Starting at the line that has "# point at: slate" and continuing to the end of the records, write out those lines again, swapping "white wooden door" for "painted wooden door" and keeping everything else the same.

---------- RECORDS SHOWN ----------

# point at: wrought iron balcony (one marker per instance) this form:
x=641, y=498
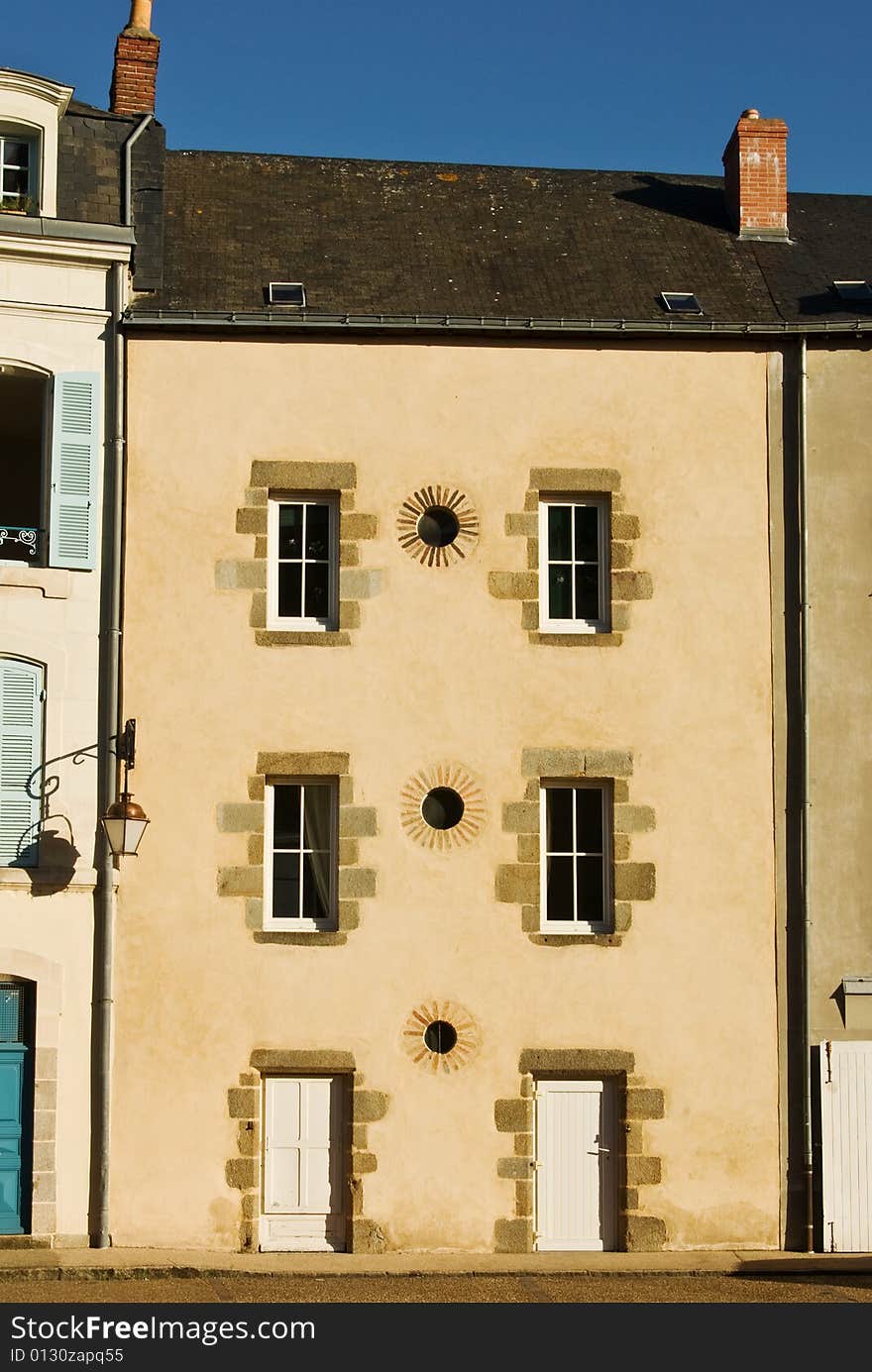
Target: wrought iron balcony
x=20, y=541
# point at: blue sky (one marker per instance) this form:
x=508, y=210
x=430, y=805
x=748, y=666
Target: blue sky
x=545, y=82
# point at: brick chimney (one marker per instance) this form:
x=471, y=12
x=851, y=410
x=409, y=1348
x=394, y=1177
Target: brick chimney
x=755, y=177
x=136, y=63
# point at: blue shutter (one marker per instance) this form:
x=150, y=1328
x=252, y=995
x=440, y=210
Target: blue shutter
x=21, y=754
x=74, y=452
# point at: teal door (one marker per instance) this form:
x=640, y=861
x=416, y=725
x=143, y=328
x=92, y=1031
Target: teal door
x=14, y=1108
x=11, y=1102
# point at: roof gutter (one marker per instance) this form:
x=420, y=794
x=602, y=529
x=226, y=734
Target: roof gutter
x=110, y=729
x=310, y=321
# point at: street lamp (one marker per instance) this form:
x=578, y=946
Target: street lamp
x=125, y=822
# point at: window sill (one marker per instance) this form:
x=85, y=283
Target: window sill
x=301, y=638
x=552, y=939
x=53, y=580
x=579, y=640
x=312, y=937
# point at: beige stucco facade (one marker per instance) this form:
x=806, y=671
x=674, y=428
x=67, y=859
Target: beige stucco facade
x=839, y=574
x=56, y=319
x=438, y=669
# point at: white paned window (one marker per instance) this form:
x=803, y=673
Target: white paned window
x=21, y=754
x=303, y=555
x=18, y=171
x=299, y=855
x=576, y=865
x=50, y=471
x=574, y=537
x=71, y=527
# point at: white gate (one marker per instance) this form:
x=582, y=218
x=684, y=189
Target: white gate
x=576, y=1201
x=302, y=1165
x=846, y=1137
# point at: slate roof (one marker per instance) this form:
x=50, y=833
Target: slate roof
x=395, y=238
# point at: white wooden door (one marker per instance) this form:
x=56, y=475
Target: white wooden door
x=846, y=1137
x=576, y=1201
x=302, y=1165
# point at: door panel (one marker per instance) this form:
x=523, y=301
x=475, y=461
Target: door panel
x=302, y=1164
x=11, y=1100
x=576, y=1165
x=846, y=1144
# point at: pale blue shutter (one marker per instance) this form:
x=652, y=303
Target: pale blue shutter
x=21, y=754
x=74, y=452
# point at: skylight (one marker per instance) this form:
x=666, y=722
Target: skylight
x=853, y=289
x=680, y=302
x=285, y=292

----------

§ **FULL OUTPUT**
# point at: slate roof (one marker per instance) this form:
x=50, y=833
Target: slate roof
x=395, y=238
# point at: painted wooden door (one marker per instance) this form:
x=56, y=475
Target: painted wooden door
x=846, y=1137
x=576, y=1201
x=302, y=1165
# point at: door panel (one marker per instance) this form:
x=523, y=301
x=475, y=461
Target: door panel
x=302, y=1164
x=11, y=1100
x=576, y=1165
x=846, y=1144
# point at: pale blue shutter (one marker per instance) this form:
x=652, y=303
Target: pale blue shutter
x=21, y=754
x=74, y=452
# point at: skylight (one marker per instance) this form:
x=666, y=722
Target: skylight
x=853, y=289
x=680, y=302
x=285, y=292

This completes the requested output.